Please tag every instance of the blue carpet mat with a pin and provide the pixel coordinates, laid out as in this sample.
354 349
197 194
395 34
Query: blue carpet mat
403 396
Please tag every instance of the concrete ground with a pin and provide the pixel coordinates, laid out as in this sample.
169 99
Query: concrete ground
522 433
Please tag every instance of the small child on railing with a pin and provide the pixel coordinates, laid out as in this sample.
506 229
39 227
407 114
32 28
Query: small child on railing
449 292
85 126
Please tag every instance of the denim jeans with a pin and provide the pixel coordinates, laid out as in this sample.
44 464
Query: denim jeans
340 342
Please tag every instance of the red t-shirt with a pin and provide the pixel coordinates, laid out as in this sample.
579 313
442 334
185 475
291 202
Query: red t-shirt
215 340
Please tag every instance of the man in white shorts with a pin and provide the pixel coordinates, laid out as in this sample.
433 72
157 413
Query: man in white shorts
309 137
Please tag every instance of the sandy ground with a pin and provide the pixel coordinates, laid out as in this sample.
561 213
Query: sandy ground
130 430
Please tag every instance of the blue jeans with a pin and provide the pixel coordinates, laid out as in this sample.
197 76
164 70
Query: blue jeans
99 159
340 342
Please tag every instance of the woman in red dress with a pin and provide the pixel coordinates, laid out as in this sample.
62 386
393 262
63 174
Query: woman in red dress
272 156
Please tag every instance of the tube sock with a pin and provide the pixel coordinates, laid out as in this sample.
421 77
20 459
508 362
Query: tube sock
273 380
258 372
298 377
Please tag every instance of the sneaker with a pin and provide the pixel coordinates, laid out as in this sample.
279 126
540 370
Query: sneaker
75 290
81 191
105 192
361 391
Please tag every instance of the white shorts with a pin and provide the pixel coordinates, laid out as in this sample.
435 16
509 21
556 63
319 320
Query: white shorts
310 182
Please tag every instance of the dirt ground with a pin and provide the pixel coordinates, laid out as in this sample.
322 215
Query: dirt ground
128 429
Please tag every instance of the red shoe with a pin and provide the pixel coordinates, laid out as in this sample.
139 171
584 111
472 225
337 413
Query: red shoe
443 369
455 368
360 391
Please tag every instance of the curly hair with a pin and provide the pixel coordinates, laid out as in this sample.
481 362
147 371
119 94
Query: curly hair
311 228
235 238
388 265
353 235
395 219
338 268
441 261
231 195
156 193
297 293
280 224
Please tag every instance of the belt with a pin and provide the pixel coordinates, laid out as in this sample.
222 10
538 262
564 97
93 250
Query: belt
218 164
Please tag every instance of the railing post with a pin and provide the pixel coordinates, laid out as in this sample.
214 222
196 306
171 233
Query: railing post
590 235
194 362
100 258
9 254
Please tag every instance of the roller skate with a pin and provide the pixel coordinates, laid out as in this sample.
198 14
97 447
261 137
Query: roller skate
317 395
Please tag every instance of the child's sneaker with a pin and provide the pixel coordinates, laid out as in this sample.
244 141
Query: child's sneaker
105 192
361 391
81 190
· · · ·
WHAT NEEDS TO BE DONE:
Give the material above again, word for word.

SOLUTION FOR THIS PROBLEM:
Please tag every instance of the blue carpet mat with a pin and provide the pixel coordinates, laid out as in this sample.
354 349
197 194
395 34
Query: blue carpet mat
403 396
Please tag every instance of the concrete ground with a pin and provide the pixel coordinates, laid out as in this sample.
169 99
Query: concrete ground
522 433
Please tag every instance of the small child on railing with a pin and provide the pixel coordinates, laid out as in this sample.
506 229
39 227
407 114
32 28
Query: small child on railing
449 292
85 126
Please tag every instance of the denim jeans with a pin and provide the pixel coordinates, laid out as in this sample.
44 464
Query: denim jeans
340 342
Please tag every instance of the red t-shirt with a pin and provide the pixel coordinates, laid out as in this sample.
579 313
442 334
185 475
291 202
Query: red t-shirt
215 340
Please tag every instance of the man in white shorts with a pin and provide the pixel coordinates, laid out as in this sample.
433 72
157 413
Query: man in white shorts
309 137
Please tag every instance of the sandy ground with a pin and provide the pixel coordinates, laid out as in this sample.
561 213
Query: sandy ground
130 430
Please tag every instance of the blue jeans with a pin and provide the pixel coordinates, laid out as in this sample.
197 76
164 70
Query: blue jeans
99 159
340 342
Please tag every instance of the woman in red dress with a pin and provide the pixel coordinates, laid out as in this sample.
62 386
393 262
63 174
Query: woman in red dress
272 156
Please tag every instance of the tube sock with a pin and provide the pixel coordinates, laid out as in this sample.
421 77
20 459
508 362
Query: tube sock
273 380
258 372
298 377
Please tag every instance of the sneaker with a pin and provide the pixel coordinates, laid out as in this sample.
279 126
540 370
Query: sneaker
75 290
81 191
105 192
361 391
Please tag every instance of the white shorts with a pin and provide the pixel coordinates, laid out as in this sample.
435 16
509 21
556 63
319 320
Query: white shorts
310 182
Please tag every instance of the dirt ground with a pin and provide the pixel coordinates, laid out as in this sample.
322 215
Query: dirt ground
128 429
Please tag every instance of the red shoe with a pin and provide the pixel coordinates, laid out as in this sample.
139 171
584 111
472 225
337 413
Query: red shoe
443 369
455 368
360 391
Please tag every instance of the curly hair with a pin and provide the pixel coordinates, laid out as in this sample.
481 362
147 371
119 94
Query: curly hair
311 228
235 238
388 265
353 235
395 219
338 268
441 261
231 195
156 193
297 293
280 224
Please tag every instance of the belt with a pin and provide the pixel coordinates, laid out as in this sample.
222 10
538 262
564 97
93 250
Query: belt
218 164
Please tag every instance of the railing post with a pin and provide the pixel coordinates, laid out as in this sample.
214 222
196 306
171 233
Query: railing post
590 235
194 362
100 258
9 254
Please tag every instance of the roller skate with a pin and provide the pixel coordinates, laid out as in this sample.
198 14
97 447
261 137
Query: roller skate
317 395
Please tag every instance of the child's sneaker with a pin and provide the pixel coordinates, laid out as in this sample.
244 141
Query: child's sneaker
105 192
361 391
81 190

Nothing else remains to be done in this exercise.